Written task: Turn the records below into a Markdown table with two columns, Row and Line, giving each non-blank line its own numbered row and leaving out blank lines.

***

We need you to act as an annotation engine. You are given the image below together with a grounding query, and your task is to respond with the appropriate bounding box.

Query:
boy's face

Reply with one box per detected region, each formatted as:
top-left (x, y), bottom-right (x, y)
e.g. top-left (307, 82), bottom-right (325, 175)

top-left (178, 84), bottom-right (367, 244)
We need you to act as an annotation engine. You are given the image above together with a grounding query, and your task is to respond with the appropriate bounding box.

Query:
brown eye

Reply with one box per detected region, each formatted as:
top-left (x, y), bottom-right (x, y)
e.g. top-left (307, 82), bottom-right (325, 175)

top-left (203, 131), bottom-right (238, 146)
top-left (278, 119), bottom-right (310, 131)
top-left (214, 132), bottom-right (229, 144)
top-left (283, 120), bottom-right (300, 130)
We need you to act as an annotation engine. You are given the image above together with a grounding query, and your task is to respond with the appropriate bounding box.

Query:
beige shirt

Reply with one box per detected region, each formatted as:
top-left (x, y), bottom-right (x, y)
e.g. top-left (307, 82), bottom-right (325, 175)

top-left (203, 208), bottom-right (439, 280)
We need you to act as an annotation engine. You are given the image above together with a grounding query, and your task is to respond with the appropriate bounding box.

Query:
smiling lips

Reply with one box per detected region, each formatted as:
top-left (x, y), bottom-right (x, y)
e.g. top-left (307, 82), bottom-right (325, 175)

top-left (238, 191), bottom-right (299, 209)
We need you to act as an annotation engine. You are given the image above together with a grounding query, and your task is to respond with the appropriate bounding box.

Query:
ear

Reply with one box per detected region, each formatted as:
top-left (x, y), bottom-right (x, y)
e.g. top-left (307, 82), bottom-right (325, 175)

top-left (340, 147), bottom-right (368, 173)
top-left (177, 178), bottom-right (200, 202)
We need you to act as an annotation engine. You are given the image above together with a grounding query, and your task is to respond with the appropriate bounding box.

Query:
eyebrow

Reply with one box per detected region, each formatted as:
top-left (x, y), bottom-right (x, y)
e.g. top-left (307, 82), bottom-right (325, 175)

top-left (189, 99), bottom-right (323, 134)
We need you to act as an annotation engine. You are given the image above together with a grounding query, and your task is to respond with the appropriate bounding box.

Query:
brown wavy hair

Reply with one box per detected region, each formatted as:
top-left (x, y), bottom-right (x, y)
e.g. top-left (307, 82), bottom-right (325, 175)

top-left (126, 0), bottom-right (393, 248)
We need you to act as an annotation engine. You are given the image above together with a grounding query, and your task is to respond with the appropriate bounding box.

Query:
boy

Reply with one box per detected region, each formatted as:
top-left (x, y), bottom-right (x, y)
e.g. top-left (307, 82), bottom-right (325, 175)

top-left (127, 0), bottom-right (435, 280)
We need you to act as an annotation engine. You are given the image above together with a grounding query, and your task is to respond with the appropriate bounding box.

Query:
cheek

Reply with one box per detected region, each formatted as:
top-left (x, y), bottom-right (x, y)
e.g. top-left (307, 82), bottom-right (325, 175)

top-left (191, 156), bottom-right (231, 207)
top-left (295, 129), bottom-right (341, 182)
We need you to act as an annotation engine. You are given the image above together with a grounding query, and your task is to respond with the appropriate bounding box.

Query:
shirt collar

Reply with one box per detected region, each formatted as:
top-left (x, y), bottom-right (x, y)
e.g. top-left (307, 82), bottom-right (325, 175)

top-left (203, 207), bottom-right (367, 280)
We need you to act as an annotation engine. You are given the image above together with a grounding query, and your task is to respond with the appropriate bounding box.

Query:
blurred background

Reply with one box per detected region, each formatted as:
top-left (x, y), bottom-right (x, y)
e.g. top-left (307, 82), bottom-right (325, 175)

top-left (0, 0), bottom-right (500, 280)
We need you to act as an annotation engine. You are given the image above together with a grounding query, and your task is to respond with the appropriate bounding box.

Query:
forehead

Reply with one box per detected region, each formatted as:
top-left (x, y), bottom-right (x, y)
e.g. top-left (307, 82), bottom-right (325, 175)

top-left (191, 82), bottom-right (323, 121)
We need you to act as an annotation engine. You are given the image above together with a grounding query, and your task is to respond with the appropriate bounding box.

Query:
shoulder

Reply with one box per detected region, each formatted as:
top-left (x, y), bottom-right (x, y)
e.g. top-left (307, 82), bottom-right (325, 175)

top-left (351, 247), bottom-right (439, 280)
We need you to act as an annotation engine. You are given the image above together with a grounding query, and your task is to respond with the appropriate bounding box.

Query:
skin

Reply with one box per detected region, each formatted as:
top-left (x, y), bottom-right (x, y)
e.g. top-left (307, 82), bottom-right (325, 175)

***

Written answer:
| Row | Line |
|---|---|
| 1 | We need you to act as an annotation engine. You are given the image below together with a grounding query, and your task is to respond with the appropriate bounding box. |
| 2 | Query: |
| 3 | boy's face |
| 4 | Reply with one box per detected region, each formatted as: |
| 5 | top-left (x, y), bottom-right (x, y) |
| 6 | e.g. top-left (307, 82), bottom-right (325, 175) |
| 7 | top-left (178, 84), bottom-right (367, 244) |
| 8 | We need you to act as an annotation engine. You are given the image above together with a grounding query, and your task is to respond with the appropriate bounding box. |
| 9 | Query: |
| 10 | brown eye |
| 11 | Reply with one box per detected region, each formatted as: |
| 12 | top-left (x, y), bottom-right (x, y) |
| 13 | e.g. top-left (307, 82), bottom-right (325, 175) |
| 14 | top-left (203, 131), bottom-right (238, 146) |
| 15 | top-left (278, 119), bottom-right (310, 131) |
| 16 | top-left (214, 132), bottom-right (229, 144) |
| 17 | top-left (283, 120), bottom-right (300, 130) |
| 18 | We need you to act as an annotation engine. You are given the image above together with a grounding query, and your task is to respond with the appropriate bounding box. |
| 19 | Query: |
| 20 | beige shirt |
| 21 | Reply with one box per detected region, each formatted as: |
| 22 | top-left (x, y), bottom-right (x, y) |
| 23 | e.g. top-left (307, 82), bottom-right (325, 175) |
| 24 | top-left (203, 208), bottom-right (439, 280) |
| 25 | We need you to act as an annotation engine. You are given the image above together with a grounding query, and your task is to respond with the appropriate bounding box. |
| 26 | Query: |
| 27 | smiling lips |
| 28 | Reply with one box per detected region, each formatted as: |
| 29 | top-left (x, y), bottom-right (x, y) |
| 30 | e.g. top-left (307, 82), bottom-right (325, 175) |
| 31 | top-left (238, 191), bottom-right (299, 209) |
| 32 | We need you to act as an annotation engine. You are given the image above together with a grounding query, and your task is to respond with the appropriate bounding box. |
| 33 | Query: |
| 34 | ear |
| 35 | Reply with one box per detected region, each formatted as: |
| 36 | top-left (x, y), bottom-right (x, y) |
| 37 | e.g. top-left (307, 82), bottom-right (325, 175) |
| 38 | top-left (340, 147), bottom-right (368, 173) |
| 39 | top-left (177, 178), bottom-right (200, 202) |
| 40 | We need you to act as an annotation engine. You are given the image above together with a grounding query, and your task is to respond with the appropriate bounding box. |
| 41 | Query: |
| 42 | eyebrow |
| 43 | Reply with one box per detected region, each formatted as: |
| 44 | top-left (x, y), bottom-right (x, y) |
| 45 | e.g. top-left (307, 82), bottom-right (325, 175) |
| 46 | top-left (189, 99), bottom-right (323, 134) |
| 47 | We need you to act as an annotation engine. You are given the image above together with a grounding query, and your task is to respond with the appropriate bounding box. |
| 48 | Query: |
| 49 | brown wavy hair |
| 50 | Reply with one box per detected region, each formatted as: |
| 51 | top-left (x, y), bottom-right (x, y) |
| 52 | e.g. top-left (307, 82), bottom-right (325, 175) |
| 53 | top-left (126, 0), bottom-right (393, 248) |
| 54 | We need you to act as an annotation engine. You are given the image above together with a grounding query, and your task is to respond with the appropriate bounding box. |
| 55 | Query: |
| 56 | boy |
| 57 | Reply with one box per detected region, each formatted as: |
| 58 | top-left (x, y), bottom-right (x, y) |
| 59 | e.g. top-left (307, 82), bottom-right (325, 175) |
| 60 | top-left (127, 0), bottom-right (435, 280) |
| 61 | We need you to act as an annotation engine. You are given the image above together with a grounding query, and your task is to respond with the appropriate bounding box. |
| 62 | Query: |
| 63 | cheek |
| 64 | Reply with one box per detected region, each formatted as: |
| 65 | top-left (x, y), bottom-right (x, y) |
| 66 | e.g. top-left (307, 82), bottom-right (325, 175) |
| 67 | top-left (191, 156), bottom-right (231, 207) |
| 68 | top-left (295, 129), bottom-right (341, 182) |
| 69 | We need you to act as an annotation engine. You are given the image above together with a grounding query, and your task is to respond with the appropriate bounding box. |
| 70 | Query: |
| 71 | shirt collar |
| 72 | Reply with one box per detected region, each formatted as: |
| 73 | top-left (x, y), bottom-right (x, y) |
| 74 | e.g. top-left (307, 82), bottom-right (325, 175) |
| 75 | top-left (203, 207), bottom-right (367, 280) |
| 76 | We need you to act as an annotation engine. You are given the image above together with a grounding query, and your task is to respond with the appropriate bounding box. |
| 77 | Query: |
| 78 | blurred background |
| 79 | Reply with one box per detected region, each formatted as: |
| 80 | top-left (x, y), bottom-right (x, y) |
| 81 | e.g. top-left (307, 82), bottom-right (325, 175) |
| 82 | top-left (0, 0), bottom-right (500, 280) |
| 83 | We need you to act as an annotation engine. You are given the image above together with a grounding query, and your task is to respond with the appropriate bounding box. |
| 84 | Query: |
| 85 | forehead |
| 86 | Reply with one box per detected region, each formatted as: |
| 87 | top-left (x, y), bottom-right (x, y) |
| 88 | e.g. top-left (307, 82), bottom-right (325, 175) |
| 89 | top-left (191, 82), bottom-right (323, 121) |
| 90 | We need you to act as an annotation engine. You are given the image above together with a grounding query, and your task is to respond with the appropriate bounding box. |
| 91 | Query: |
| 92 | shoulder |
| 93 | Reply with one box per detected region, each formatted as: |
| 94 | top-left (x, y), bottom-right (x, y) |
| 95 | e.g. top-left (307, 82), bottom-right (325, 175) |
| 96 | top-left (351, 247), bottom-right (439, 280) |
| 97 | We need you to act as an annotation engine. You are given the image above together with a grounding query, and your task is to respond with the appropriate bounding box. |
| 98 | Query: |
| 99 | skin |
| 100 | Reply with one box per detected region, each formatted as: |
| 101 | top-left (x, y), bottom-right (x, y) |
| 102 | e.g. top-left (307, 82), bottom-right (325, 175) |